╭─ Listed entries

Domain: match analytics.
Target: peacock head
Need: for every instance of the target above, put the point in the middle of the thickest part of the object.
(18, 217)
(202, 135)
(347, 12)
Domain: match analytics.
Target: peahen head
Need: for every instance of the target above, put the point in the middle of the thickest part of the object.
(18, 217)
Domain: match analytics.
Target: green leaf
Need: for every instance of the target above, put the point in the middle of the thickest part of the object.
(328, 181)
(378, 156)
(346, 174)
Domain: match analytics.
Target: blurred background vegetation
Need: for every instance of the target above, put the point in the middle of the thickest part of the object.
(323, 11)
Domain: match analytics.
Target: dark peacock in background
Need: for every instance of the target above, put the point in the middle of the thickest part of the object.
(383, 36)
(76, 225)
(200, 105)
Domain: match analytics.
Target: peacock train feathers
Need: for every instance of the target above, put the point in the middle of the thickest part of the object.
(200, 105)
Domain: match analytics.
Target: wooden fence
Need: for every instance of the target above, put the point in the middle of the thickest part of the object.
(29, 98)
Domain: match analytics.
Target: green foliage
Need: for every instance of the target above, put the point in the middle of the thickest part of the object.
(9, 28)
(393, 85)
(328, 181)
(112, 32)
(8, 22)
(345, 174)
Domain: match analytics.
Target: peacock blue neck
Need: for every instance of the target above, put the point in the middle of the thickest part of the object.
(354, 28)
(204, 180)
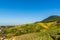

╰─

▸ **Exercise goal**: Give the number of lines in the entries above that include the string "peacock". No other output is expected.

▸ **Response area**: 4